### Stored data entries
^^^^^^^^^^^^^^^^
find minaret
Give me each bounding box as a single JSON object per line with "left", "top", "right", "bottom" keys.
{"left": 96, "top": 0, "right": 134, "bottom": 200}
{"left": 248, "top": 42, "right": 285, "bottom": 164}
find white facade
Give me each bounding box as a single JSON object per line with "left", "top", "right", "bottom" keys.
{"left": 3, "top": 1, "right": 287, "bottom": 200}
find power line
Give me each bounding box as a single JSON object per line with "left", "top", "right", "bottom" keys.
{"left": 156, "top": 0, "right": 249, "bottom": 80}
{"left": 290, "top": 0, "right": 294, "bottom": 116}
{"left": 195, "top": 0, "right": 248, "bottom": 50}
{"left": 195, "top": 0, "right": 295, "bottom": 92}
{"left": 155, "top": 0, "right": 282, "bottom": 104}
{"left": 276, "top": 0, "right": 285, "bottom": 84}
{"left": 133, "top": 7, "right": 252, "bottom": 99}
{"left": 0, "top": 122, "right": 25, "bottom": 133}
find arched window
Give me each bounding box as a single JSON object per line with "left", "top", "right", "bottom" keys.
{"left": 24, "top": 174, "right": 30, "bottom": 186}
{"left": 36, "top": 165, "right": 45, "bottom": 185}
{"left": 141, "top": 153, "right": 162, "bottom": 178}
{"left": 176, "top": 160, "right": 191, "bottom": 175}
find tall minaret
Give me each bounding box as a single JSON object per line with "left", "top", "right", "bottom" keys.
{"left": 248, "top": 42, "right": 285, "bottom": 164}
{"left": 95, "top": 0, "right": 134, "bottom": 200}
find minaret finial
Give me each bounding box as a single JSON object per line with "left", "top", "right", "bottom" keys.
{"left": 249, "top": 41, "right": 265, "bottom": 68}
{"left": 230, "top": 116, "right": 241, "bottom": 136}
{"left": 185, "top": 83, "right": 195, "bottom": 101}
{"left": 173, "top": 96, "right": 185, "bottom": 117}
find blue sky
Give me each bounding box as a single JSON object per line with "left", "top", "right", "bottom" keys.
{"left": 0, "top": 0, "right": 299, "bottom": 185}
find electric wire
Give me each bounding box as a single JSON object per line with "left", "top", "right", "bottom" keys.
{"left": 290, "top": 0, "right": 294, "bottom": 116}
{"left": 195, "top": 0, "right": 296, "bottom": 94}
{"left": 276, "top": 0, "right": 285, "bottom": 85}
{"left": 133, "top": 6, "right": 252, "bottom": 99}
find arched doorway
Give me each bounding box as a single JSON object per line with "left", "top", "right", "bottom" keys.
^^^^^^^^^^^^^^^^
### Exercise directions
Return, exactly, the lines from the first line of the records above to the line containing "find minaret finial", both included.

### Answer
find minaret
Give me each bounding box as a single JSON object per line with "left", "top", "right", "bottom" keys.
{"left": 96, "top": 0, "right": 134, "bottom": 200}
{"left": 248, "top": 42, "right": 285, "bottom": 164}
find white facade
Give me each bounding box as a single JSON object per line with "left", "top", "right", "bottom" keys.
{"left": 3, "top": 1, "right": 287, "bottom": 200}
find power line
Give me each bounding box as a single JSON object per line with "left", "top", "right", "bottom" keys.
{"left": 156, "top": 0, "right": 249, "bottom": 80}
{"left": 290, "top": 0, "right": 294, "bottom": 116}
{"left": 195, "top": 0, "right": 248, "bottom": 50}
{"left": 195, "top": 0, "right": 295, "bottom": 92}
{"left": 155, "top": 0, "right": 282, "bottom": 104}
{"left": 276, "top": 0, "right": 285, "bottom": 84}
{"left": 133, "top": 7, "right": 252, "bottom": 99}
{"left": 0, "top": 122, "right": 25, "bottom": 133}
find arched window
Give me each bounding box as a single JSON object per line with "left", "top", "right", "bottom" keys.
{"left": 24, "top": 174, "right": 30, "bottom": 186}
{"left": 36, "top": 165, "right": 45, "bottom": 185}
{"left": 141, "top": 153, "right": 162, "bottom": 178}
{"left": 176, "top": 160, "right": 191, "bottom": 175}
find tall minaret
Give me each bounding box as a single JSON object per line with "left", "top", "right", "bottom" keys.
{"left": 248, "top": 42, "right": 285, "bottom": 164}
{"left": 95, "top": 0, "right": 134, "bottom": 200}
find minaret finial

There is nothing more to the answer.